— start Source data —

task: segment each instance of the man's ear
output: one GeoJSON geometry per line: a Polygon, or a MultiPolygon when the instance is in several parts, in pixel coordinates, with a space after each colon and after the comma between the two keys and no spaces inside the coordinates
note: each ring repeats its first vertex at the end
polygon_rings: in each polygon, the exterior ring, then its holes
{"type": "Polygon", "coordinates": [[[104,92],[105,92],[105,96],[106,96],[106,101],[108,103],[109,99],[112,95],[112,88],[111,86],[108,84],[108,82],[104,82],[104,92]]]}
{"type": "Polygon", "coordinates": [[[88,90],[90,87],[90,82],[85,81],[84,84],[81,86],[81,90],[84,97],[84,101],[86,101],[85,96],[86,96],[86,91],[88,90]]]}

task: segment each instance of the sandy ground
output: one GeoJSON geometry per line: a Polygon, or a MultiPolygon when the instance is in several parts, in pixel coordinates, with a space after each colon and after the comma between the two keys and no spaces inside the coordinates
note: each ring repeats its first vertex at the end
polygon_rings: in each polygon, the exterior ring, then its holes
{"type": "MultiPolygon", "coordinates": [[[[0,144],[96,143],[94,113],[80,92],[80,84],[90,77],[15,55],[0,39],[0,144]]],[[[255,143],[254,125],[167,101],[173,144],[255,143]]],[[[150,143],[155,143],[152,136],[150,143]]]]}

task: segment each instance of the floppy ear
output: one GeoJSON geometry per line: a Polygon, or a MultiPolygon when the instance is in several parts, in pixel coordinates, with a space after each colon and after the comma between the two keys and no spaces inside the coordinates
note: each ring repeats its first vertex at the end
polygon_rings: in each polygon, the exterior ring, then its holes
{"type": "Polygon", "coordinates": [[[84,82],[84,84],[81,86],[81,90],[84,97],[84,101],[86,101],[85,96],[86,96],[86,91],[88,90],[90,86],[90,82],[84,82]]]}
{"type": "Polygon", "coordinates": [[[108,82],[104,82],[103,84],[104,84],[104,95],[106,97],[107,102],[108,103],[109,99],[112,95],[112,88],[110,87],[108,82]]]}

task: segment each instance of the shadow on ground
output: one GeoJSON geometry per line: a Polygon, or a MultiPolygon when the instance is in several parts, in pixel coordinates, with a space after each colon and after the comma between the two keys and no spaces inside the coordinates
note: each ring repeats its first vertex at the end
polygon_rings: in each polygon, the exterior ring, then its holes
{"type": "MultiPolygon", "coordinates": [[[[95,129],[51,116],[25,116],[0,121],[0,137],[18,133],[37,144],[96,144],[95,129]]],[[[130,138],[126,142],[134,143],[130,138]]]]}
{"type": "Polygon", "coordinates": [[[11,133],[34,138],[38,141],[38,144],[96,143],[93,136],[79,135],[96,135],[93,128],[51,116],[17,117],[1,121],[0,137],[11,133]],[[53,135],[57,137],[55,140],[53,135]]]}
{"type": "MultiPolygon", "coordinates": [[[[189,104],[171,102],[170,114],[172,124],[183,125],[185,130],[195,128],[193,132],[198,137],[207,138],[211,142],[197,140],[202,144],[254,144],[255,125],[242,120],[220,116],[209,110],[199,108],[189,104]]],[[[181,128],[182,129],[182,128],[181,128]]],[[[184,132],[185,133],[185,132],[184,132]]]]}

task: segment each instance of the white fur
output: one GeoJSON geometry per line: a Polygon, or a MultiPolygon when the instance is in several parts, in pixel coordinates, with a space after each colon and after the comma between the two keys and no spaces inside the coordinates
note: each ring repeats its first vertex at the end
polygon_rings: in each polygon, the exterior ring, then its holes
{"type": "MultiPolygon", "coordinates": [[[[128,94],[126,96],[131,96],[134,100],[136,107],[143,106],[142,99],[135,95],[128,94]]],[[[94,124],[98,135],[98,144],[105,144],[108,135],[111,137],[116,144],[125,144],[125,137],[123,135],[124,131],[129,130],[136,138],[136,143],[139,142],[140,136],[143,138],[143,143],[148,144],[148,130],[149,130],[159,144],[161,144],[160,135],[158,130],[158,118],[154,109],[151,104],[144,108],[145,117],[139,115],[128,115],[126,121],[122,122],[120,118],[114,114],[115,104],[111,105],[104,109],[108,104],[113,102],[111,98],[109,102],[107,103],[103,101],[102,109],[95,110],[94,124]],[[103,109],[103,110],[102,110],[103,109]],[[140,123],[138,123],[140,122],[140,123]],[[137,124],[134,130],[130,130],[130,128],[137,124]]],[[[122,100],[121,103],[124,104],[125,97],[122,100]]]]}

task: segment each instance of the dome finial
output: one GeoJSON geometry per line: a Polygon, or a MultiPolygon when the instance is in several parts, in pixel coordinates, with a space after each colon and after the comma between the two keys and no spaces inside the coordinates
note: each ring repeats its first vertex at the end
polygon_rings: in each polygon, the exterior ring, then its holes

— end Source data —

Starting from the line containing "task: segment each instance of the white fur", repeat each line through the end of the entries, exactly.

task: segment each instance of the white fur
output: one GeoJSON geometry per line: a Polygon, or a MultiPolygon when the instance is in several parts, in pixel coordinates, with a space after each colon and after the comma between the two keys and no spaces inside the coordinates
note: each ring repeats its first vertex at the end
polygon_rings: in each polygon, the exterior ring, then its holes
{"type": "MultiPolygon", "coordinates": [[[[128,94],[126,96],[131,96],[134,100],[136,107],[143,106],[142,99],[135,95],[128,94]]],[[[94,124],[98,135],[98,144],[105,144],[108,135],[111,137],[116,144],[125,144],[125,137],[123,135],[124,131],[129,130],[136,138],[136,143],[139,142],[140,136],[143,138],[143,143],[148,144],[148,130],[149,130],[159,144],[161,144],[160,135],[158,130],[158,118],[154,109],[151,104],[144,108],[145,117],[139,115],[128,115],[126,121],[122,122],[120,118],[114,114],[115,104],[111,105],[104,109],[108,104],[113,102],[111,98],[109,102],[107,103],[103,101],[102,109],[95,110],[94,124]],[[103,109],[103,110],[102,110],[103,109]],[[140,123],[138,123],[140,122],[140,123]],[[137,124],[134,130],[130,130],[130,128],[137,124]]],[[[122,100],[121,103],[124,104],[125,97],[122,100]]]]}

task: segment each instance of the dome finial
output: one GeoJSON geometry per line: a Polygon, or a MultiPolygon when the instance is in several parts, in pixel coordinates, with a space after each colon and after the comma between the two keys and no spaces inside the coordinates
note: each ring repeats its first vertex at the end
polygon_rings: in each polygon, the exterior ring, then its holes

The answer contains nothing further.